- Directions for this task: All of the data that follows is to be printed exactly, without pictures.

- Natural-language object grounding data:
----------------

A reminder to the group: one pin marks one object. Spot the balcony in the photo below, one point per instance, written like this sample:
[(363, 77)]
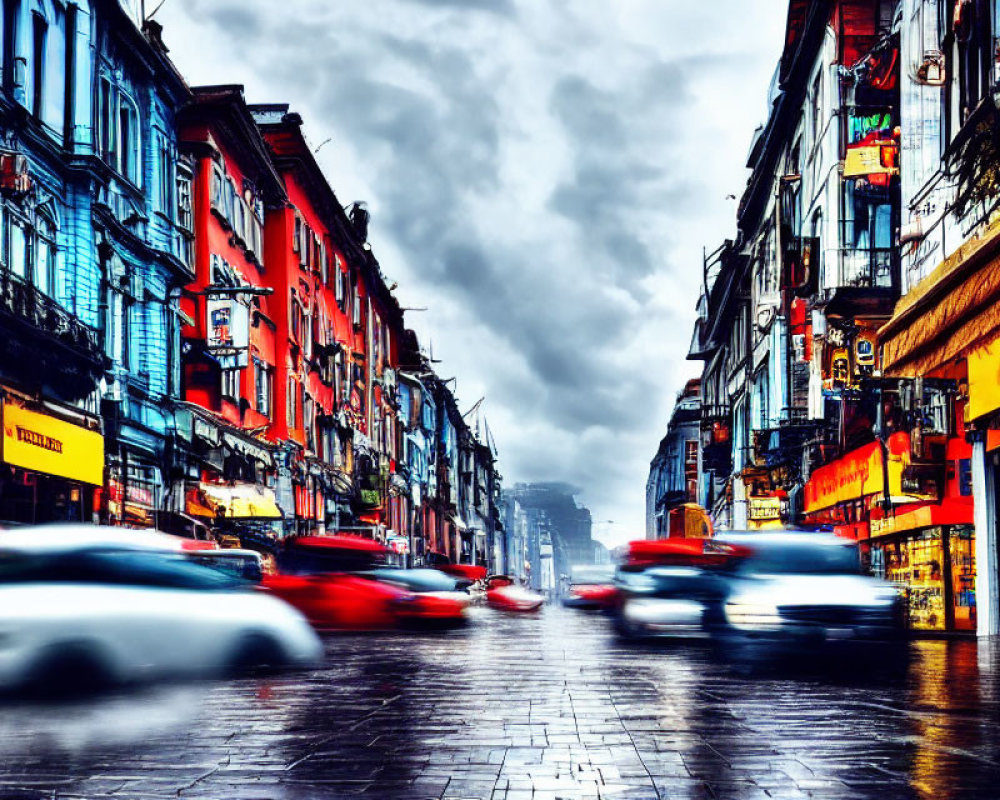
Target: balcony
[(800, 265), (45, 343), (864, 279)]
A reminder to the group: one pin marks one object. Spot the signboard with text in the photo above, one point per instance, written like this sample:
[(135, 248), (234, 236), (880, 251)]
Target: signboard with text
[(36, 441)]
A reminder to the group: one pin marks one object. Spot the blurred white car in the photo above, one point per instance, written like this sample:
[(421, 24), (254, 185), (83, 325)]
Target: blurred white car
[(85, 606), (807, 586)]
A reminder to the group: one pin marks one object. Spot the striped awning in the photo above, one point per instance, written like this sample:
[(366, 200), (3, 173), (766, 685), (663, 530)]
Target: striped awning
[(949, 313)]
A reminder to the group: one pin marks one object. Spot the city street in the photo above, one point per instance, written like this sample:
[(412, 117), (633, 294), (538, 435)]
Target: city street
[(542, 706)]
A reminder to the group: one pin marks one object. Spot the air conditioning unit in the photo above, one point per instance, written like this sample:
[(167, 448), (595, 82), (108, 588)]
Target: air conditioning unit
[(14, 177), (931, 71)]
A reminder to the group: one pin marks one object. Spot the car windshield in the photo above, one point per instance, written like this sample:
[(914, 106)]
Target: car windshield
[(238, 565), (418, 580), (591, 575), (114, 567), (803, 559)]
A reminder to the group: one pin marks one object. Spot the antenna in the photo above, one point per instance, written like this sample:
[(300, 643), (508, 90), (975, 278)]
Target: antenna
[(474, 407), (142, 10)]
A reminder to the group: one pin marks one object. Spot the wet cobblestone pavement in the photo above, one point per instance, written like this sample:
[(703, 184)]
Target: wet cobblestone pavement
[(528, 707)]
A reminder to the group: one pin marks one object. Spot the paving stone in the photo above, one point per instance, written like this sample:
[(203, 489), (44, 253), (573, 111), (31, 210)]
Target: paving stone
[(515, 707)]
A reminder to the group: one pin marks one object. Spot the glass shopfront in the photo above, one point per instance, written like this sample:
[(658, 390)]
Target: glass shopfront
[(962, 544), (936, 566)]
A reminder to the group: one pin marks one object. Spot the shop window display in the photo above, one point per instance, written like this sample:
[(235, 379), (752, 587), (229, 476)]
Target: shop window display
[(962, 543), (916, 564)]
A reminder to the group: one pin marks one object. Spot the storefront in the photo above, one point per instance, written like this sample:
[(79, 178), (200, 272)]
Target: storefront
[(234, 509), (948, 326), (930, 551), (53, 460)]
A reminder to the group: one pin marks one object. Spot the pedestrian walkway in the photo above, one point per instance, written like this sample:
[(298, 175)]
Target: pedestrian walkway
[(541, 707)]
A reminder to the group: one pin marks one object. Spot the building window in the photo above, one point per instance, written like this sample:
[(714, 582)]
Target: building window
[(263, 377), (338, 278), (231, 384), (17, 246), (165, 175), (128, 121), (11, 63), (291, 402), (185, 216), (40, 29), (107, 122), (114, 343), (45, 256)]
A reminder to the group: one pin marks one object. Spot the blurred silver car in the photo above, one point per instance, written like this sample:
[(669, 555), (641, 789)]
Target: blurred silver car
[(807, 587), (84, 606)]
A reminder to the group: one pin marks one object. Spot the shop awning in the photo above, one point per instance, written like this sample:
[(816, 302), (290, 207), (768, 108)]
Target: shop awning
[(853, 530), (948, 313), (241, 501), (949, 511)]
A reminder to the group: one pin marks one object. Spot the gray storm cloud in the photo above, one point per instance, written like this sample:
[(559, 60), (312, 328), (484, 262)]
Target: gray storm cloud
[(542, 176)]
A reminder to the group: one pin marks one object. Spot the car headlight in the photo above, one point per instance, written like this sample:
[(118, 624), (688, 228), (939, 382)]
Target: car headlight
[(751, 613)]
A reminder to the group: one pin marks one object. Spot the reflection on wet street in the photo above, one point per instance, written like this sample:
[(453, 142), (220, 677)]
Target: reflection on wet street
[(529, 706)]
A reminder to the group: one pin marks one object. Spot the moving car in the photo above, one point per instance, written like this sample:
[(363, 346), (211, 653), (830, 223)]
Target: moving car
[(591, 587), (471, 572), (340, 601), (84, 606), (317, 576), (798, 587), (437, 597), (247, 565), (671, 587), (503, 594)]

----------------

- Answer to the problem:
A reminder to the group: one pin marks one object. Spot the balcony in the photo below, one point per instance, written like this sample:
[(363, 77)]
Target: balcony
[(800, 265), (45, 343), (864, 279)]
A reminder to the group: one pin marks one object. Spot the signboard with text in the photo above, one point per instance, written like this sample:
[(135, 248), (234, 236), (880, 251)]
Target: signboard with text
[(36, 441)]
A reminder to the group: one pin marks one object. Spot the blurred white car in the photo above, one point per instance, written like this sample:
[(421, 24), (254, 185), (83, 325)]
Target: blurred white car
[(85, 606), (807, 586)]
A reminder to the group: one pin marks one object. Spot the striped awning in the photo above, one point per instance, written like this sample:
[(366, 200), (3, 173), (766, 685), (663, 530)]
Target: striped awning
[(949, 313)]
A reminder to the group: one pin marks one object. Spot the city street in the photo above, one point per instance, written like this sample:
[(412, 117), (633, 294), (538, 435)]
Target: city street
[(542, 706)]
A reminder to the group: one pin marks one object. Spot the air conditioning unit in the photo above, one point per instance, written like this sample:
[(167, 448), (595, 82), (108, 588)]
Target: air conditioning unit
[(14, 177), (931, 71)]
A reminder to the group: one pin marks one object. Spot the car windshield in the photo above, one point per instance, written like this sample:
[(914, 106)]
Target: car windshield
[(238, 565), (418, 580), (591, 575), (114, 567), (803, 559)]
A reminder to the group: one pin marks one object. Spot the antenna in the photo above, one point per instance, written like this sample:
[(300, 643), (508, 90), (975, 278)]
Target: antenna
[(474, 407), (142, 10)]
A reminder to the group: one pin marks one object. Spot the wet cobblestone pavement in the photo above, one point per instance, written like this sample:
[(703, 184)]
Target: wet cobblestone pavement
[(528, 707)]
A reminder to the group: one pin marks one object. Spot the paving stone in the photo above, one point per instance, written like this sample:
[(203, 489), (44, 253), (573, 111), (31, 210)]
Target: paving stone
[(515, 707)]
A reminder to the group: one pin marks one object. Spot the glass shopfront in the photo above, one point per instance, written like this sample:
[(658, 390)]
Target: glass shopfront
[(962, 544), (936, 566)]
A reminder to the group: one pin marks one object. Spot the shop window display in the photo above, one point per instance, written like this sample:
[(235, 379), (752, 587), (229, 476)]
Target: shop window display
[(962, 543), (916, 564)]
A reminder to the group: one pin marks one object. Spot the storefront in the photo above, one point per instance, written like this sample:
[(79, 178), (200, 272)]
Target: storefront
[(234, 509), (948, 326), (930, 551), (53, 460)]
A reminder to the group: one pin marks one object. Spot the pedestrian walkway in the photo above, one point per instance, written like this sample:
[(298, 175)]
Target: pedestrian walkway
[(541, 707)]
A reminder to the group: one pin marks one object. Spot the building window in the photo above, one point per instance, written like this sample:
[(714, 582)]
Target: building window
[(263, 377), (338, 278), (231, 384), (17, 246), (165, 175), (128, 121), (11, 63), (291, 402), (185, 216), (40, 29), (107, 122), (114, 343), (45, 256)]
A reminder to the group: one pin marks one object. Spot the blurred silver car in the photo above, one point per instance, written like this sample:
[(669, 555), (641, 789)]
Target: blurred silver car
[(807, 587), (84, 606)]
A reminder to the group: one pin marks one object. Spot the shop awning in the photo above, one point per instance, written like this sample:
[(816, 302), (290, 207), (768, 108)]
Target: shop awning
[(853, 530), (948, 313), (241, 501), (949, 511)]
A reminder to the group: one pin marks one object. Spot the gray storm cloud in the photo above, one point per instance, written like this sample:
[(559, 60), (312, 328), (484, 262)]
Target: gray storm cloud
[(542, 176)]
A reminder to the group: one pin marks one object. Spot the car headlight in the photo above, one point per instance, written like this sample:
[(118, 624), (688, 228), (939, 382)]
Target: car headlight
[(751, 613)]
A reminder to the group: one pin marks one object. Spot the reflection on wet street in the photo above, one point per instance, written like this sample:
[(453, 142), (220, 677)]
Target: reflection on wet street
[(529, 706)]
A reminder to the group: one pin marks one object. Spot the moving car in the photo above, one point per instance, written like this sample:
[(363, 346), (211, 653), (830, 223)]
Target: moving car
[(591, 587), (471, 572), (340, 601), (84, 606), (317, 576), (798, 587), (437, 597), (247, 565), (671, 587), (503, 594)]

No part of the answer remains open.